*** ENTRIES PROVIDED Section Begins ***
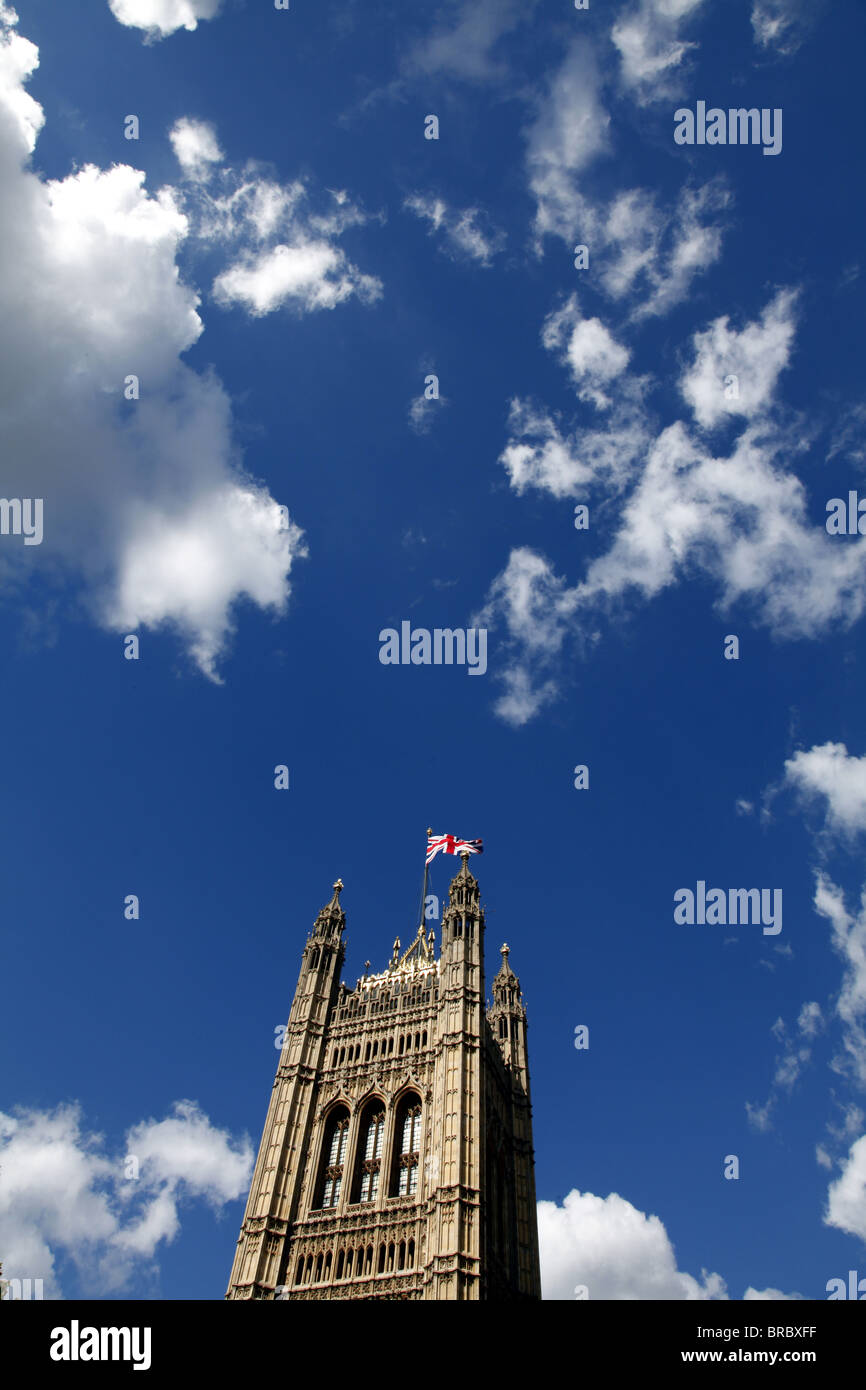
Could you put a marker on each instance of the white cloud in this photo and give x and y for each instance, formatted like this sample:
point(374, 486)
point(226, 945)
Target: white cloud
point(744, 521)
point(847, 1196)
point(282, 252)
point(463, 236)
point(740, 520)
point(196, 562)
point(780, 24)
point(754, 357)
point(309, 274)
point(588, 348)
point(534, 605)
point(569, 132)
point(615, 1251)
point(146, 506)
point(195, 146)
point(462, 43)
point(163, 17)
point(848, 937)
point(67, 1200)
point(423, 412)
point(795, 1055)
point(829, 773)
point(768, 1296)
point(651, 49)
point(655, 253)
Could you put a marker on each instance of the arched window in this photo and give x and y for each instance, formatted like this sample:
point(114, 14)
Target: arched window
point(370, 1154)
point(332, 1157)
point(407, 1147)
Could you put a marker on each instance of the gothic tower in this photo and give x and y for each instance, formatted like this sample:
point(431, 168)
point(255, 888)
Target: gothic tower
point(396, 1157)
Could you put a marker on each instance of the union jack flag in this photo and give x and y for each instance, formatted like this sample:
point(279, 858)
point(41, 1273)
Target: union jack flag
point(451, 845)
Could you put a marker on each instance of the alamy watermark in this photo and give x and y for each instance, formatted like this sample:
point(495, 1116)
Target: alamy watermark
point(737, 125)
point(442, 647)
point(21, 516)
point(731, 906)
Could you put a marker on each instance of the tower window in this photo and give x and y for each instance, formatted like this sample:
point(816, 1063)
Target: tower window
point(334, 1157)
point(370, 1154)
point(405, 1182)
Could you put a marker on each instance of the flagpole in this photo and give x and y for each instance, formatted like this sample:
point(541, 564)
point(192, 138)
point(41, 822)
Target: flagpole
point(426, 872)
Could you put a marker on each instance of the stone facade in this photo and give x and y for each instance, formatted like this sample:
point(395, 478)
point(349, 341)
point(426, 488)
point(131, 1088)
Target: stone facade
point(396, 1157)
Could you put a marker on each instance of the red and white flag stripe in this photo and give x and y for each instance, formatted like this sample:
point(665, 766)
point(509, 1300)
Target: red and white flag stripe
point(451, 845)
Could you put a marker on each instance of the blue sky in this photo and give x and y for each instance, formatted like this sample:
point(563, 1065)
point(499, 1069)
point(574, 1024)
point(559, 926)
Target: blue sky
point(291, 263)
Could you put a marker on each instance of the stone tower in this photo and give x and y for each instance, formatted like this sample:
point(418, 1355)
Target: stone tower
point(396, 1157)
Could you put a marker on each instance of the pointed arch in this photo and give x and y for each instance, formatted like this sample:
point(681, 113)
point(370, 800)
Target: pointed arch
point(332, 1158)
point(406, 1144)
point(369, 1158)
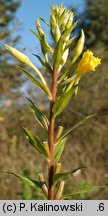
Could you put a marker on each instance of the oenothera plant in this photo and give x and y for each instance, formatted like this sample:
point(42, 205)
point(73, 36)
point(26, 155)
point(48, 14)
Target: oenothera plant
point(64, 85)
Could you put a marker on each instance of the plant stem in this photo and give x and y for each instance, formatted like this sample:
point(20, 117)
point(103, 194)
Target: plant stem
point(51, 136)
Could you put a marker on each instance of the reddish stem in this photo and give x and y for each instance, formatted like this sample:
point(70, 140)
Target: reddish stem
point(51, 136)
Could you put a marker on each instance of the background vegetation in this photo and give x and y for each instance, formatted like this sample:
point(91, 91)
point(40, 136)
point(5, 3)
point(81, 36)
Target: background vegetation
point(87, 145)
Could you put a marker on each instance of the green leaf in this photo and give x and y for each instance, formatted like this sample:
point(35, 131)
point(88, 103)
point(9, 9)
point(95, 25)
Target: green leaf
point(35, 81)
point(35, 142)
point(44, 64)
point(59, 147)
point(36, 35)
point(63, 101)
point(42, 119)
point(32, 183)
point(85, 190)
point(61, 176)
point(76, 125)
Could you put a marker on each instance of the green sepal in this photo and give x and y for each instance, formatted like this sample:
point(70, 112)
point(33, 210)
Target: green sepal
point(76, 125)
point(33, 183)
point(58, 53)
point(36, 143)
point(61, 176)
point(41, 118)
point(44, 64)
point(44, 21)
point(68, 43)
point(59, 147)
point(35, 81)
point(63, 101)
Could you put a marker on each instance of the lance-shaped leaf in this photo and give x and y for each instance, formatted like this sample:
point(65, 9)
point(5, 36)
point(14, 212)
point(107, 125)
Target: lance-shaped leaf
point(36, 143)
point(63, 101)
point(59, 147)
point(61, 176)
point(44, 64)
point(86, 189)
point(42, 119)
point(33, 183)
point(36, 82)
point(76, 125)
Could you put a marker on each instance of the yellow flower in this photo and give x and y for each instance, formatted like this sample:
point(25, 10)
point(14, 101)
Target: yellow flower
point(87, 63)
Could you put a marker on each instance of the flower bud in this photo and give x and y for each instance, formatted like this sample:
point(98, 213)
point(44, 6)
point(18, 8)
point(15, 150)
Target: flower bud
point(69, 21)
point(39, 28)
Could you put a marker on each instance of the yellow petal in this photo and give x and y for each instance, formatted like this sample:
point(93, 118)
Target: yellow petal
point(87, 63)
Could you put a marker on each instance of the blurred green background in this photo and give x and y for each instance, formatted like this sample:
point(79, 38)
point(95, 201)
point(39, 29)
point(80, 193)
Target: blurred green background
point(88, 145)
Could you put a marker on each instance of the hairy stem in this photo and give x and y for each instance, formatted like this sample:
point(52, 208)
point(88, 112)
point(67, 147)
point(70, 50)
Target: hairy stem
point(51, 136)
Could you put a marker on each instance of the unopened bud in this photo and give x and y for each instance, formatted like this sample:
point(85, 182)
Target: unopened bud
point(79, 47)
point(70, 20)
point(43, 184)
point(60, 190)
point(39, 28)
point(57, 34)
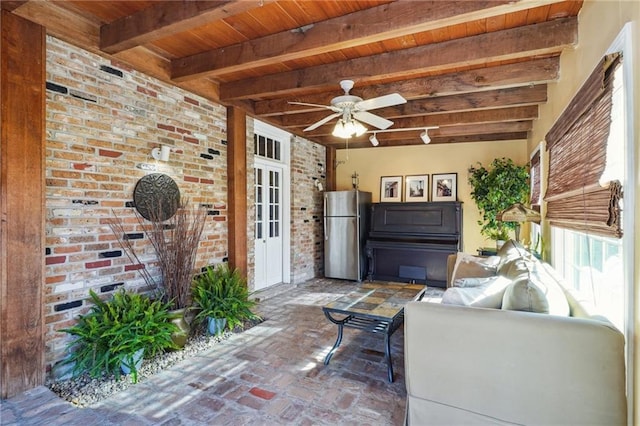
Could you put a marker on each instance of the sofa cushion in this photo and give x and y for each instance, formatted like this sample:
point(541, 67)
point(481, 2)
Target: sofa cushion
point(533, 289)
point(473, 281)
point(488, 294)
point(468, 265)
point(511, 252)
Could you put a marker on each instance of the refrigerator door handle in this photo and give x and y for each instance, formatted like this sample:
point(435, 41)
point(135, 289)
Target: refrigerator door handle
point(324, 217)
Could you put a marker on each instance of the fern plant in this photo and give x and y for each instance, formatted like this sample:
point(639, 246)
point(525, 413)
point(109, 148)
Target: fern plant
point(112, 331)
point(220, 292)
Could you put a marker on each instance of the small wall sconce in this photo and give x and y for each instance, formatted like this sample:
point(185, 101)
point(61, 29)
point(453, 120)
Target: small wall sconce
point(425, 137)
point(161, 153)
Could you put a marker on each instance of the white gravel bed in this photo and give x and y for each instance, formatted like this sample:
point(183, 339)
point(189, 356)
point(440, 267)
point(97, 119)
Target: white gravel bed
point(84, 391)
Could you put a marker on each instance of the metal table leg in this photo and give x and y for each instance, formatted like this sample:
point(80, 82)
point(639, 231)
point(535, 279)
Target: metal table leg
point(387, 354)
point(340, 324)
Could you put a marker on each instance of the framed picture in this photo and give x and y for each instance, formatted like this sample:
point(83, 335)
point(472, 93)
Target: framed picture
point(416, 188)
point(390, 188)
point(444, 187)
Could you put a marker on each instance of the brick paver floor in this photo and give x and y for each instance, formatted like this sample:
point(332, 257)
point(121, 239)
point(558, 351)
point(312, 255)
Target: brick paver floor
point(271, 374)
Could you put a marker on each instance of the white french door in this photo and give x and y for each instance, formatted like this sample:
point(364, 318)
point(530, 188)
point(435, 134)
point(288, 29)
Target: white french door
point(268, 225)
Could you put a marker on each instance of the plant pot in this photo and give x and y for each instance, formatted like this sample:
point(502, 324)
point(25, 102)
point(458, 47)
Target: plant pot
point(180, 337)
point(132, 362)
point(216, 326)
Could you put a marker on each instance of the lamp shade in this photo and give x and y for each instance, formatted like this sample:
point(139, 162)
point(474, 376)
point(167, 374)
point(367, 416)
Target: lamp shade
point(518, 213)
point(425, 137)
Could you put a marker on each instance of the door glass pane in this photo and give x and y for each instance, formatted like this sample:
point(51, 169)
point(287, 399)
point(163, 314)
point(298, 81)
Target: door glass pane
point(258, 205)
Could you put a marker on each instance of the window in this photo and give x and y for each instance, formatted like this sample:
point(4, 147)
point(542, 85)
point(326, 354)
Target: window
point(593, 266)
point(590, 263)
point(266, 147)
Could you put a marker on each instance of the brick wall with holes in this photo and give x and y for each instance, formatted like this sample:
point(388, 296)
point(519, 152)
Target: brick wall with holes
*** ENTRIES PROVIDED Section Ends ***
§ **WHAT NEEDS TO BE DONE**
An exact copy is needed of the lines from the one containing "point(163, 314)" through the end of the records.

§ **RESPONSE**
point(163, 314)
point(298, 81)
Target: door glass pane
point(258, 205)
Could you put a marker on each instance of the window in this photo and give x and y for each instance, formatted like this sample:
point(4, 147)
point(542, 85)
point(326, 354)
Target: window
point(593, 266)
point(590, 263)
point(266, 147)
Could you put a marker on each instance of the brick wall with holes in this photo and give x and y for each instance, formatted like this sample:
point(388, 296)
point(519, 152)
Target: brick wall with holes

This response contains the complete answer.